▶ _Problem description_: Would you restate each line of the data below word for word, without its pictures?

▶ _Records for this exercise_:
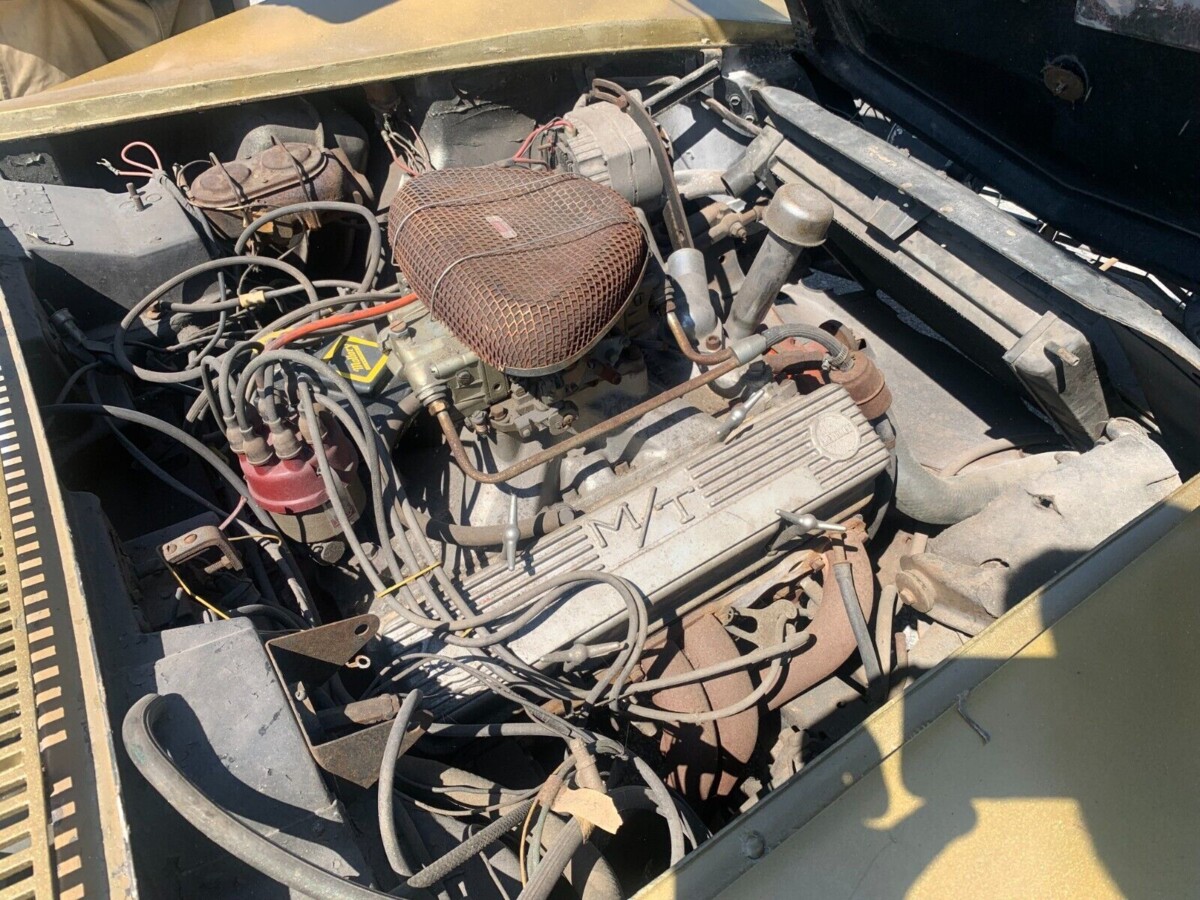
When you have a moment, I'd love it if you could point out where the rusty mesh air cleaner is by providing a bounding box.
[388,167,648,377]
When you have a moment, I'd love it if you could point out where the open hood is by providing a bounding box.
[782,0,1200,284]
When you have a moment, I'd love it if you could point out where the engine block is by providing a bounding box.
[373,383,889,714]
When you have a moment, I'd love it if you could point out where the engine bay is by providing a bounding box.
[2,42,1197,899]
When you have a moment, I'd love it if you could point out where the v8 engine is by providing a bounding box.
[5,40,1193,900]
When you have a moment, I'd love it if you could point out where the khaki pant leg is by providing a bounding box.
[0,0,214,100]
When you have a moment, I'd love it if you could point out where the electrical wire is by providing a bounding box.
[297,382,389,595]
[161,558,230,620]
[102,140,165,178]
[379,690,423,878]
[45,401,314,621]
[232,201,384,295]
[113,255,319,384]
[267,292,418,349]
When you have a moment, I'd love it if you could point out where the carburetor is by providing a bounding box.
[385,306,510,417]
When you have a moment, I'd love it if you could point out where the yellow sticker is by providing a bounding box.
[322,335,388,385]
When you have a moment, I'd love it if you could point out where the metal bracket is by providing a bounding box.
[643,53,723,116]
[719,599,796,648]
[265,614,426,788]
[161,523,242,575]
[1002,311,1108,448]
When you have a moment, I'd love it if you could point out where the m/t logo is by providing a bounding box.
[587,486,697,550]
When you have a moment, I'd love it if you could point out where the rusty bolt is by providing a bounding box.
[1045,341,1081,367]
[704,335,722,351]
[898,586,933,613]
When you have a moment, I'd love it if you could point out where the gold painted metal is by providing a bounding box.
[0,438,54,898]
[0,295,136,898]
[642,477,1200,899]
[0,0,792,143]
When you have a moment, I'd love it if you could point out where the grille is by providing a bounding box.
[0,368,55,899]
[389,167,647,376]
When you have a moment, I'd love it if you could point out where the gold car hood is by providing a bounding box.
[0,0,792,143]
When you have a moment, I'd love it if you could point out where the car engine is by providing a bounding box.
[1,39,1196,900]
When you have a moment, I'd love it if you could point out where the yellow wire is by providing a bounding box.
[518,796,540,886]
[226,532,283,545]
[374,562,440,598]
[163,559,230,620]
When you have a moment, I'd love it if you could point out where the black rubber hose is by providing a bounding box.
[833,561,885,705]
[760,324,852,369]
[373,390,423,449]
[892,431,1063,526]
[418,505,575,548]
[232,604,309,630]
[521,820,586,900]
[407,799,535,890]
[379,690,423,878]
[123,694,404,900]
[126,693,542,899]
[523,785,673,900]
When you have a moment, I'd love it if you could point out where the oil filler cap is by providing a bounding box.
[322,334,389,394]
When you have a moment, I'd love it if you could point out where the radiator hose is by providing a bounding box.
[890,422,1064,526]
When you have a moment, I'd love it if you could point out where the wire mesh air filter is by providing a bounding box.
[388,167,648,377]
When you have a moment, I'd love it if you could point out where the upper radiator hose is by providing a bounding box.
[892,429,1064,525]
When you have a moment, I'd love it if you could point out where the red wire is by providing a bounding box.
[384,140,420,178]
[110,141,164,178]
[512,118,569,161]
[267,293,420,350]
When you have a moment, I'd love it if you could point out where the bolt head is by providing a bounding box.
[704,335,722,350]
[742,831,766,860]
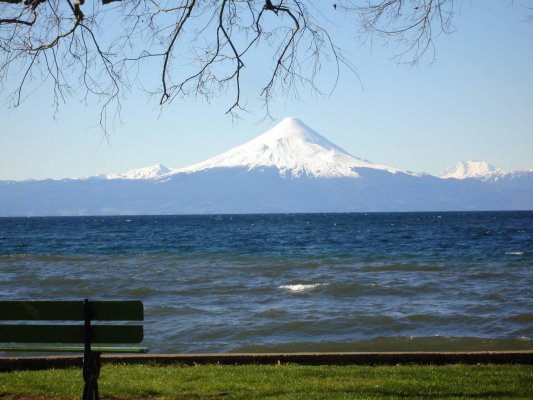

▶ _Response area_:
When you have a moment, I'd love it if you could point out where the rusty mesh air cleaner is by providing a bounding box.
[388,167,648,377]
When you have a moment, I'd love it if you could point out where the open hood is by providing a bounding box.
[782,0,1200,284]
When you have a moment, I'd love it if you could point out where the engine block is by providing a bounding box.
[373,383,889,714]
When you have a moment, I'd love it if you could point out where the engine bay is by providing a bounding box.
[2,42,1197,899]
When you have a moment, I'd love it if you could point out where the v8 engine is by providing a bounding box.
[5,40,1193,900]
When you have a moment, I'd love it if you could point out where the khaki pant leg is by providing a bounding box.
[0,0,214,100]
When you have a moment, I'd love it if you could point out where the electrical wire is by providing a bounding box.
[297,382,389,595]
[161,558,230,620]
[102,140,165,178]
[379,690,423,878]
[45,401,314,621]
[232,201,384,295]
[113,255,319,384]
[267,292,418,349]
When you have a moment, I'd love it if you could point out where the carburetor is by providing a bounding box.
[385,306,510,417]
When you have a moment, I'd love it if you could point out where the yellow sticker is by providing a bounding box.
[322,335,388,385]
When you have a moment, I'd love it if you could point out where the metal bracket is by providing a bounding box.
[643,53,723,116]
[719,599,796,648]
[265,614,426,788]
[161,523,242,575]
[1002,311,1108,448]
When you have a moment, I'd love it if you could point out where the m/t logo is by providing a bounding box.
[587,486,697,550]
When you have a moment, I'd love it if you could point out where the rusty bolt is by providing a bounding box.
[1045,341,1081,367]
[704,335,722,351]
[898,586,933,613]
When you have a moment, I'd love it if you could point out where the gold painted metal is by providing a bounding box.
[0,438,54,898]
[0,295,136,898]
[642,477,1200,899]
[0,0,792,143]
When you have a moment, I'd love it if you could point out where the grille is by providing a bounding box.
[0,368,55,899]
[389,167,647,376]
When you have a moment, I'd love it if you could point out where the gold car hood is by providing a bounding box.
[0,0,792,143]
When you have a moment, I'd love it if you could point out where the car engine is by providing a bounding box.
[1,39,1196,900]
When you have a moment, I'd love it if you could point out where the yellow wire is by providing a bounding box.
[518,796,540,886]
[226,532,283,545]
[374,562,440,598]
[163,559,230,620]
When you have a moment, I'd love it if you could point out where the black rubber hose is by providing a bounding box.
[833,561,885,705]
[760,324,852,369]
[373,390,423,449]
[892,431,1063,526]
[418,505,575,548]
[232,604,309,630]
[521,820,586,900]
[407,799,535,890]
[379,690,423,878]
[123,694,404,900]
[126,693,542,899]
[523,785,673,900]
When you have a moment, I'd love it if you could point out where the oil filler cap is by providing a bounding box.
[322,334,389,394]
When you have a moment, I'd love it if you could point out where the radiator hose is by providing a bounding box.
[890,422,1064,526]
When you have a moment, I'd love it if you could point out where the wire mesh air filter is by providing a bounding box.
[388,167,648,377]
When you have a moment, I'd love it if you could point out where the upper radiator hose is by providing a bounding box.
[892,429,1064,525]
When you have a moment, I'd love it if you could point out where the red wire is by providing a bounding box.
[384,140,420,178]
[110,141,164,178]
[512,118,569,161]
[267,293,420,350]
When you have a moment, I'd love it if you could point out where the bolt head is by providing a bounding box.
[704,335,722,350]
[742,831,766,860]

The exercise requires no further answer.